ABOUT THIS TASK
Please copy the records exactly as they appear, with all pictures left out.

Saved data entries
....
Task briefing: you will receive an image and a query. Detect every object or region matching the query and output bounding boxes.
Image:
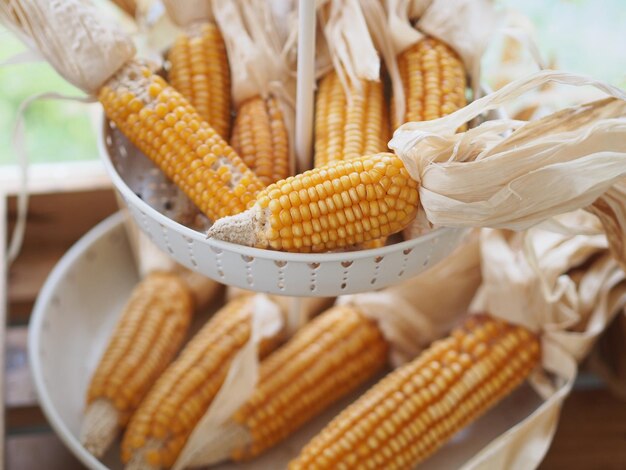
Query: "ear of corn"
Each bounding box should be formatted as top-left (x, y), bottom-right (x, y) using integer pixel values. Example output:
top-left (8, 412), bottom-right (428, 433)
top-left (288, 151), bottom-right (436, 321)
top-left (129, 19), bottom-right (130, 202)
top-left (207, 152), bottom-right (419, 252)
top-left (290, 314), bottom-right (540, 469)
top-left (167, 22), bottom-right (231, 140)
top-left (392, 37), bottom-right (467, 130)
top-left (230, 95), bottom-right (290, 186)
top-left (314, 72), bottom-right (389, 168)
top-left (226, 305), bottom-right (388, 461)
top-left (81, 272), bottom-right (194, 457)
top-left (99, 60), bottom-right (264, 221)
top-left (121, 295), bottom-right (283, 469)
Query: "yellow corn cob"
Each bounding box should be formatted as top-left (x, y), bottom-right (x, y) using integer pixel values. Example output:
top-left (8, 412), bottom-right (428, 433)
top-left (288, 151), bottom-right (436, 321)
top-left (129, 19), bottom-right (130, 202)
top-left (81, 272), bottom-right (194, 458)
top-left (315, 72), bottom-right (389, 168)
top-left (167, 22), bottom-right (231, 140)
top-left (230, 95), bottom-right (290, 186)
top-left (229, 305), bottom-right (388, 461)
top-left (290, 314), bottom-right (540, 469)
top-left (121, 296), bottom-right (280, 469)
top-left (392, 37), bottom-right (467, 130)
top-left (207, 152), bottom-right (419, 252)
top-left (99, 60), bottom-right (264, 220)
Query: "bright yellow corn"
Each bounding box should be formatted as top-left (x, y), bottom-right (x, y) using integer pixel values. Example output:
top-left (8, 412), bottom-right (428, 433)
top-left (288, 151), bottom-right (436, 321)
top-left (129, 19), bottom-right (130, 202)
....
REPLY
Task briefing: you will receive an image and a query. Detect every object or region matching the query and output bounding boxes.
Image:
Query: "ear of corn"
Each bounding box should be formatted as top-left (x, y), bottom-right (x, y) using integer pixel values. Example output:
top-left (8, 412), bottom-right (428, 433)
top-left (288, 151), bottom-right (436, 321)
top-left (129, 19), bottom-right (130, 202)
top-left (207, 152), bottom-right (419, 252)
top-left (290, 314), bottom-right (540, 469)
top-left (167, 22), bottom-right (231, 140)
top-left (392, 37), bottom-right (467, 130)
top-left (230, 95), bottom-right (290, 186)
top-left (314, 72), bottom-right (389, 168)
top-left (226, 305), bottom-right (388, 461)
top-left (81, 272), bottom-right (194, 457)
top-left (99, 60), bottom-right (264, 221)
top-left (121, 295), bottom-right (283, 469)
Query: "yellow corn cob"
Each bounding box should be formatted as top-left (x, y), bottom-right (x, y) using integer pixel values. Example output:
top-left (8, 412), bottom-right (428, 433)
top-left (288, 151), bottom-right (436, 321)
top-left (129, 19), bottom-right (130, 202)
top-left (81, 272), bottom-right (194, 458)
top-left (315, 72), bottom-right (389, 168)
top-left (167, 22), bottom-right (231, 140)
top-left (230, 95), bottom-right (290, 186)
top-left (229, 305), bottom-right (388, 461)
top-left (290, 314), bottom-right (540, 469)
top-left (121, 296), bottom-right (280, 469)
top-left (392, 37), bottom-right (467, 130)
top-left (207, 152), bottom-right (419, 252)
top-left (99, 60), bottom-right (264, 220)
Query: "bright yellow corn"
Each bounding box should be formatted as top-left (x, y), bottom-right (x, y) using integer pixel values. Example output:
top-left (8, 412), bottom-right (428, 433)
top-left (288, 151), bottom-right (436, 321)
top-left (129, 19), bottom-right (130, 202)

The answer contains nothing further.